• _PROBLEM REQUIREMENTS_
From the listing below, copy every line with the word "Provide".

• _RECORDS FOR PROCESSING_
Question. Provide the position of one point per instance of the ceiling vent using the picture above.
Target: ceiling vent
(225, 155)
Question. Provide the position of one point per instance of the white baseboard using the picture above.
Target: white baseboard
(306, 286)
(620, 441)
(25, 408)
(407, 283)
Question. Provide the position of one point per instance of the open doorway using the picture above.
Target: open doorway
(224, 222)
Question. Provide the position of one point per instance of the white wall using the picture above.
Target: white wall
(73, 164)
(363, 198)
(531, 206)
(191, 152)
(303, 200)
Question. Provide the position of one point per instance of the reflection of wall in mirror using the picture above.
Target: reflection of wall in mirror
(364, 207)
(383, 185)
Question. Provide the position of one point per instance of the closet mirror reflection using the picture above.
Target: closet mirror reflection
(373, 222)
---
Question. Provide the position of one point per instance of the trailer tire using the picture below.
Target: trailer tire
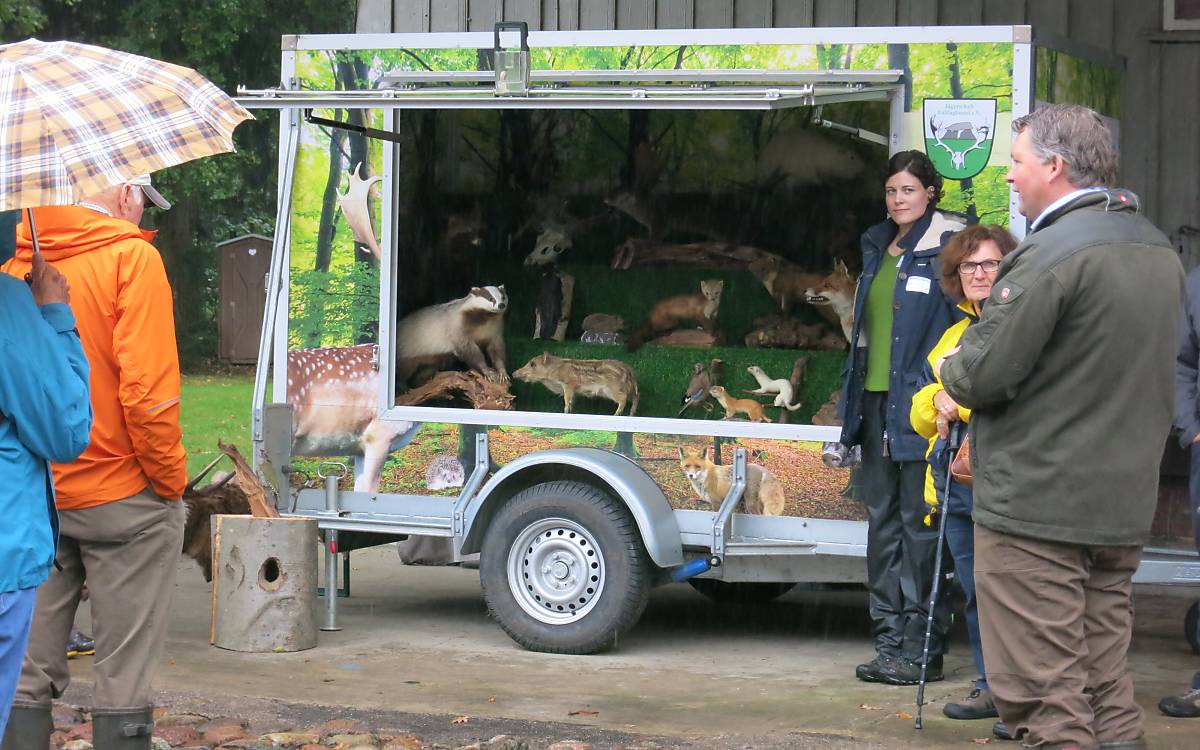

• _WRITTEN RESPONSE_
Question. Provide the position of one point per instance of the ceiling vent using the picture above.
Question. Provide the position of one point per instance of the white baseboard using the picture above.
Question. Provide the position of one point per instance of the open doorway using the picture above.
Question. Provide the position of one point per instance of the white wall using the picture above.
Question. Provide the position of one point per instance of the reflection of wall in mirror using the picture above.
Question. Provide the position of one point per instance of the closet mirror reflection using the picture above.
Question. Provide the position of one point per instance of the trailer tire using the picture below.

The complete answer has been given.